Segment Start: Data records
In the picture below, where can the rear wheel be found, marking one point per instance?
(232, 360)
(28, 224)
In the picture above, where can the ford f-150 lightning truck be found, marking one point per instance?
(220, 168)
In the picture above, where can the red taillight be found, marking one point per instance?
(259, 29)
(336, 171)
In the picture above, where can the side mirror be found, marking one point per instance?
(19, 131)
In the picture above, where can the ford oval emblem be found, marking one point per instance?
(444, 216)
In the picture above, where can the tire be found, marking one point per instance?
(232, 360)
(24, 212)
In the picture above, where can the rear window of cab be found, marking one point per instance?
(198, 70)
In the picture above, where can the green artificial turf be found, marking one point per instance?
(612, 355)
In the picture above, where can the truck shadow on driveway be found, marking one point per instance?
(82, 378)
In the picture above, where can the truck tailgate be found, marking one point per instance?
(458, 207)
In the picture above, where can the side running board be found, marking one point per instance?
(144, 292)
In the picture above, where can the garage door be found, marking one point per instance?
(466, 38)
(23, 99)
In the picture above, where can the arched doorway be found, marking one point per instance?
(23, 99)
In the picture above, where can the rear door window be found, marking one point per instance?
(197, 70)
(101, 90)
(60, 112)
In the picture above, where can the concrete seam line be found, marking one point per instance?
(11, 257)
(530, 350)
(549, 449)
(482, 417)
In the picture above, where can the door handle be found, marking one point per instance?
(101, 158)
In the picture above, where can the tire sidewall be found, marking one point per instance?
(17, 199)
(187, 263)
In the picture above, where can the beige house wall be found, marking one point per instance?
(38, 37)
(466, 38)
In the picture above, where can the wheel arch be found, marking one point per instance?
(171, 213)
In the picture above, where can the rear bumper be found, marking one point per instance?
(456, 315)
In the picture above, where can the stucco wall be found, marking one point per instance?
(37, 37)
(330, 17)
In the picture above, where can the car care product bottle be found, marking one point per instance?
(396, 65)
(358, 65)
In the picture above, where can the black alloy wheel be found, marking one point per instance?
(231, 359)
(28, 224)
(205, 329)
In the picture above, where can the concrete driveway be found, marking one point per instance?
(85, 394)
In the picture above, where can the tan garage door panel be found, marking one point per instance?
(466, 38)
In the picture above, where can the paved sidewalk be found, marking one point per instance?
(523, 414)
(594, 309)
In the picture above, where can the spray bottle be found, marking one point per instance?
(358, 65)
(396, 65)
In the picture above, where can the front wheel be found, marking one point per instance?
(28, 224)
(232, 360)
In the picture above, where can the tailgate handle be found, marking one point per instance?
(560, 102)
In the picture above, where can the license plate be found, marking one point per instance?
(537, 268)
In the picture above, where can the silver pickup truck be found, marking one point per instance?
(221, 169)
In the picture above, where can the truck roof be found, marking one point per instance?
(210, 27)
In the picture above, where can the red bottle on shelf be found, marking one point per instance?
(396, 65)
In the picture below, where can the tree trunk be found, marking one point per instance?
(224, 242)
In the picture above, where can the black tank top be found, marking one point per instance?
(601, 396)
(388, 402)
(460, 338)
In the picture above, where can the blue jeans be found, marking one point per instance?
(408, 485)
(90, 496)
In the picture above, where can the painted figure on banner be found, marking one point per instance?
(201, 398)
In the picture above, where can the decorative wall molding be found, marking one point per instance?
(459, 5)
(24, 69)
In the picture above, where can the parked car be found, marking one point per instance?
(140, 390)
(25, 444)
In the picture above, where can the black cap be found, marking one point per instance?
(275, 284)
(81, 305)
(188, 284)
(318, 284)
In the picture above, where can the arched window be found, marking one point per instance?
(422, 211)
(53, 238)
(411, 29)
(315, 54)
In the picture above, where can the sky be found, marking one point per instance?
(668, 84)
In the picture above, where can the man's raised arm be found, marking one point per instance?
Segment End: Data records
◆ **Task brief**
Word for word, reproduce every record shown above.

◆ **Task result**
In the picture below, where can the rear wheel be found, marking one point per instance?
(232, 360)
(28, 224)
In the picture above, where can the ford f-150 lightning truck be found, marking one point per instance?
(220, 168)
In the picture above, where can the red taillight be found, marking one point per instance?
(259, 29)
(336, 171)
In the picture above, where can the side mirror be found, marking one point per instance?
(19, 131)
In the picture above, where can the ford oval emblem be found, marking one point per instance?
(444, 216)
In the picture above, where can the tire be found, marking one point per instance?
(232, 360)
(24, 212)
In the picture above, where can the rear window of cab be found, marking one point per instance?
(198, 70)
In the picture above, where can the green artificial turf be found, marking one point per instance?
(612, 355)
In the picture above, where can the truck shadow on driveway be found, marking one point per instance?
(82, 378)
In the picture above, where can the truck tailgate be found, marking one point per instance?
(458, 207)
In the picture above, where can the side running board be found, marking one point per instance?
(144, 292)
In the picture above, where can the garage door be found, marking one point per instance?
(466, 38)
(23, 99)
In the picture above, where can the arched doorway be found, marking one point per instance?
(23, 99)
In the picture above, where can the rear door window be found, marking one point per instance?
(197, 70)
(101, 90)
(60, 112)
In the picture above, where can the concrete seam line be found, marking one point per instance?
(11, 257)
(530, 350)
(549, 449)
(482, 417)
In the picture above, where can the door handle be found, marking one point per instance?
(101, 158)
In the picture above, where can the tire sidewall be found, marking one point per instance?
(17, 199)
(187, 263)
In the picture above, where can the beige house wall be found, marking one point per instance?
(38, 37)
(466, 38)
In the picture above, where can the wheel arch be found, marking one point per instance?
(171, 213)
In the picture above, where can the rear bumper be found, marking one point per instance?
(456, 315)
In the picture above, where can the stucco wall be found, marking one point per instance?
(37, 37)
(330, 17)
In the picture above, where can the car care product bottle be found, marking one point per instance?
(396, 65)
(358, 65)
In the picture above, where can the black alloy wheel be found, marking one point per instance?
(231, 359)
(28, 224)
(205, 329)
In the picture above, where can the concrete driveway be found, marking one point per instance?
(85, 394)
In the picture above, where can the tan garage door panel be found, marking one point per instance?
(466, 38)
In the picture above, where can the paved sidewalk be found, marking one point per instance?
(523, 414)
(594, 309)
In the picture above, where can the spray bottle be found, marking one point per instance?
(358, 65)
(396, 65)
In the picture above, where can the front wheel be found, marking one point per instance?
(28, 224)
(232, 360)
In the picture above, where can the tailgate handle be found, marking one point per instance?
(560, 102)
In the picture above, where can the license plate be found, marking one point per instance?
(537, 268)
In the picture above, where can the silver pickup truck be found, marking one point per instance?
(221, 169)
In the picture above, where can the truck roof be found, marking one point per instance?
(210, 27)
In the picture above, where can the red bottle on shelf be found, marking one point per instance?
(396, 65)
In the picture below, where can the tree trunk be found, marking one point per instance?
(224, 242)
In the picture above, where can the black tank top be found, marking one point per instance?
(601, 396)
(388, 402)
(460, 338)
In the picture above, where can the blue jeans be found, marking one point per instance?
(408, 485)
(90, 496)
In the picture above, where can the painted figure on banner be found, marking one point per instance?
(201, 398)
In the picture above, where can the decorative wall molding be found, marking one point per instance?
(459, 5)
(24, 69)
In the picture above, where can the parked car be found, marking one point per instance?
(140, 390)
(25, 444)
In the picture above, where can the black cap be found, marking one point per instance?
(275, 284)
(81, 305)
(188, 284)
(318, 284)
In the picture above, where can the arched window be found, marking one point per instance?
(422, 211)
(53, 238)
(411, 29)
(315, 54)
In the picture above, where can the sky be found, marking one point per instance?
(668, 84)
In the picture above, where can the man's raised arm be found, marking one point per instance?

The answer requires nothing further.